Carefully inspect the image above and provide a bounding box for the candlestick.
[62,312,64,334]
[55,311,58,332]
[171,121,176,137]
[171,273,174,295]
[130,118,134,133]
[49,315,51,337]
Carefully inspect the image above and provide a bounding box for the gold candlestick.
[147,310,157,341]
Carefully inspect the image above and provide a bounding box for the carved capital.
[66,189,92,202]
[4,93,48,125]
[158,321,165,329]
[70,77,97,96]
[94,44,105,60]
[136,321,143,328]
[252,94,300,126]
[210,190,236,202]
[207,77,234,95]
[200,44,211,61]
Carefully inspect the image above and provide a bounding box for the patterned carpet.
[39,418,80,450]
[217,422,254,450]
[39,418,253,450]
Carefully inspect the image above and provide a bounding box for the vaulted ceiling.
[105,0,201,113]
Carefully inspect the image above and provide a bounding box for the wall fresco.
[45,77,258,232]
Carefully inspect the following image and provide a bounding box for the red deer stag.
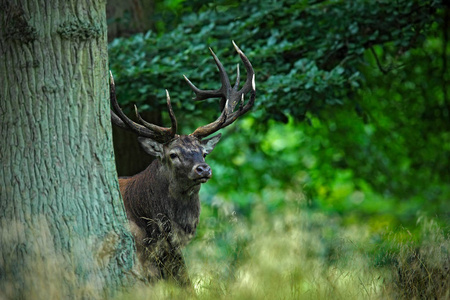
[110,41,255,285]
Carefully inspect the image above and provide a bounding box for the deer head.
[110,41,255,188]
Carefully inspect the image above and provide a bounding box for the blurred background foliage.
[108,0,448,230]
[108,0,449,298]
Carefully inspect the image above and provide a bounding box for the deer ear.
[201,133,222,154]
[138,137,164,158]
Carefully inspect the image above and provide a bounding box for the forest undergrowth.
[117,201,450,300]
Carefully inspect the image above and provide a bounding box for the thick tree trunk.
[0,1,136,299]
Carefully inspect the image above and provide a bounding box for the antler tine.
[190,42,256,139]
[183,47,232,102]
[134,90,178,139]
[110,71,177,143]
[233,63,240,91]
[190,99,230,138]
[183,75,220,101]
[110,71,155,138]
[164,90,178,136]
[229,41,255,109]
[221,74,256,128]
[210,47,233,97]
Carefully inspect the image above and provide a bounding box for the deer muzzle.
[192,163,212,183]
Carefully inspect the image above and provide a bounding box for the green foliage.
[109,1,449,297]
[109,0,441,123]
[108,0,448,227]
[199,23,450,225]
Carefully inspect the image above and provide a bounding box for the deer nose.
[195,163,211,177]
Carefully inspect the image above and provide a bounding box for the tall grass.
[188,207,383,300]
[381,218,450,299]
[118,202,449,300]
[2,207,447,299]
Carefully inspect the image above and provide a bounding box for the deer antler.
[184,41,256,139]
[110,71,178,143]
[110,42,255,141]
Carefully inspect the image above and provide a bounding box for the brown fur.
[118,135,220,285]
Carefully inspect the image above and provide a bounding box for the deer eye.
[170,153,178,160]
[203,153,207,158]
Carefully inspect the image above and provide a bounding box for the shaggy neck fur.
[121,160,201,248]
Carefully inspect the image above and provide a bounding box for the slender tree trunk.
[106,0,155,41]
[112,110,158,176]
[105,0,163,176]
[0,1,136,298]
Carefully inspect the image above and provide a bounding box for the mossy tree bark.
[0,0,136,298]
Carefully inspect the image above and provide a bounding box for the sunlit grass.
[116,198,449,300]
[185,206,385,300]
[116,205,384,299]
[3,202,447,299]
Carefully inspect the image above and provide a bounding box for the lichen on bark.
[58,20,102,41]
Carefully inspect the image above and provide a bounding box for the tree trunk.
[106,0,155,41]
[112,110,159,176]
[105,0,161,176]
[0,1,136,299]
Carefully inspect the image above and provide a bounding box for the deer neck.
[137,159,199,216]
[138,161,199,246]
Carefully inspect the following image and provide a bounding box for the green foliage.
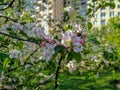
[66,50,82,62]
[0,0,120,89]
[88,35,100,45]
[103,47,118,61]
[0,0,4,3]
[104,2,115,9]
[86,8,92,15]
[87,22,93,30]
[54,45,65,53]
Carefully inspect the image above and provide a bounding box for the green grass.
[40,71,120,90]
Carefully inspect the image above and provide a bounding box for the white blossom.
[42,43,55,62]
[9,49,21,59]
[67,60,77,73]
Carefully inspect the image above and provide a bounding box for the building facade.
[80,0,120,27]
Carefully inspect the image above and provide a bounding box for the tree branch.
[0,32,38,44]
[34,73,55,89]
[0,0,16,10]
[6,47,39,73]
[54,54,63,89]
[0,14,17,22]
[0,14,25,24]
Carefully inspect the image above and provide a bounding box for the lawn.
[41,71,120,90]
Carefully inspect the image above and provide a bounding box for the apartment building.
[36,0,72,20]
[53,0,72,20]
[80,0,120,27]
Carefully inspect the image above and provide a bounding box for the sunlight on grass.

########################################

Each of the lines above should be transcribed exactly; no image is to be copied.

Carefully inspect the image above and provide a bounding box for the candlestick.
[62,312,64,334]
[55,311,58,332]
[171,121,176,137]
[171,273,174,295]
[130,118,134,133]
[49,315,51,337]
Carefully inspect the image above and provide a bounding box for the gold candlestick.
[147,310,157,341]
Carefully inspect the image above and provide a bounding box for the carved capital.
[66,189,92,202]
[4,93,48,125]
[158,321,165,329]
[70,77,97,96]
[94,44,105,60]
[136,321,143,328]
[252,94,300,126]
[210,190,236,202]
[207,77,234,95]
[200,44,211,61]
Carefully inspect the image above and provide a bounding box for the patterned carpet.
[39,418,80,450]
[217,422,254,450]
[39,418,253,450]
Carefully inspect the image above and provide a bounding box for the vaulted ceiling.
[105,0,201,113]
Carefully inspect the image above and provide a bounding box for the wall fresco.
[45,77,258,232]
Carefully inspect the following image and provide a bounding box for the red deer stag.
[110,41,255,285]
Carefully inspect the image above and provide a bounding box for the deer head.
[110,41,255,188]
Carefully inspect the image above and provide a bounding box for the blurred background foliage.
[108,0,448,230]
[108,0,449,298]
Carefully inspect the image above and provide a bounding box for the deer ear.
[201,133,222,154]
[138,137,164,158]
Carefully inspect the image above and provide a bounding box for the forest undergrowth.
[117,201,450,300]
Carefully inspect the image above and provide a bounding box for the thick tree trunk.
[0,1,136,299]
Carefully inspect the image above and provide a bounding box for the antler tine.
[190,42,256,139]
[183,47,232,102]
[134,90,178,139]
[110,71,177,143]
[233,63,240,91]
[190,99,230,138]
[183,75,220,101]
[110,71,155,138]
[164,90,178,136]
[229,41,255,109]
[221,74,256,128]
[210,47,233,97]
Carefully inspect the image above and provide a bounding box for the deer muzzle.
[192,163,212,183]
Carefully inspect the image above and provide a bounding box for the green foliage.
[109,1,449,297]
[109,0,441,123]
[108,0,448,227]
[199,23,450,225]
Carefully inspect the image above and provide a bounding box for the deer nose.
[195,163,211,177]
Carefully inspect the image above and provide a bounding box for the tall grass.
[188,207,383,300]
[381,218,450,299]
[118,202,449,300]
[2,207,447,299]
Carefully inspect the image above and provide a bounding box for the deer antler.
[184,41,256,139]
[110,71,178,143]
[110,42,255,141]
Carefully inspect the image above and provide a bounding box for the brown fur.
[118,135,220,285]
Carefully inspect the image above and provide a bounding box for the deer eye.
[170,153,178,160]
[203,153,207,158]
Carefully inspect the image above and provide a bounding box for the shaggy neck fur.
[121,160,201,248]
Carefully inspect the image above and provide a bounding box for the slender tree trunk.
[106,0,155,41]
[112,110,158,176]
[105,0,163,176]
[0,1,136,298]
Carefully inspect the image above and provide a bounding box for the mossy tree bark.
[0,0,136,298]
Carefully inspect the image above and provide a bounding box for the sunlit grass.
[116,198,449,300]
[185,206,385,300]
[116,205,384,299]
[3,202,447,299]
Carefully inspect the image above and provide a bounding box for the lichen on bark.
[58,20,102,41]
Carefully inspect the image above and provide a bounding box for the tree trunk.
[106,0,155,41]
[112,110,159,176]
[105,0,161,176]
[0,1,136,299]
Carefully inspect the image above and provide a bounding box for the deer neck.
[137,159,199,216]
[138,161,199,246]
Carefully inspect the following image and provide a bounding box for the green foliage.
[66,50,82,62]
[0,0,120,89]
[88,35,100,45]
[103,47,118,61]
[0,0,4,3]
[104,2,115,9]
[86,8,92,15]
[87,22,93,30]
[54,45,65,53]
Carefully inspect the image above and provide a bounding box for the green grass.
[40,71,120,90]
Carefully inspect the image above and provide a bounding box for the white blossom.
[42,43,55,62]
[9,49,21,59]
[67,60,77,73]
Carefully inspect the image above and provide a bounding box for the building facade.
[80,0,120,27]
Carefully inspect the image above and provide a bounding box for the tree branch.
[0,32,38,44]
[34,73,55,89]
[0,0,16,10]
[6,47,39,73]
[54,54,63,89]
[0,14,17,22]
[0,14,25,24]
Carefully inspect the image above and provide a bounding box for the lawn.
[41,71,120,90]
Carefully inspect the image above and provide a bounding box for the apartment building.
[36,0,72,20]
[53,0,72,20]
[80,0,120,27]
Carefully inspect the image above and provide a bounding box for the sunlight on grass.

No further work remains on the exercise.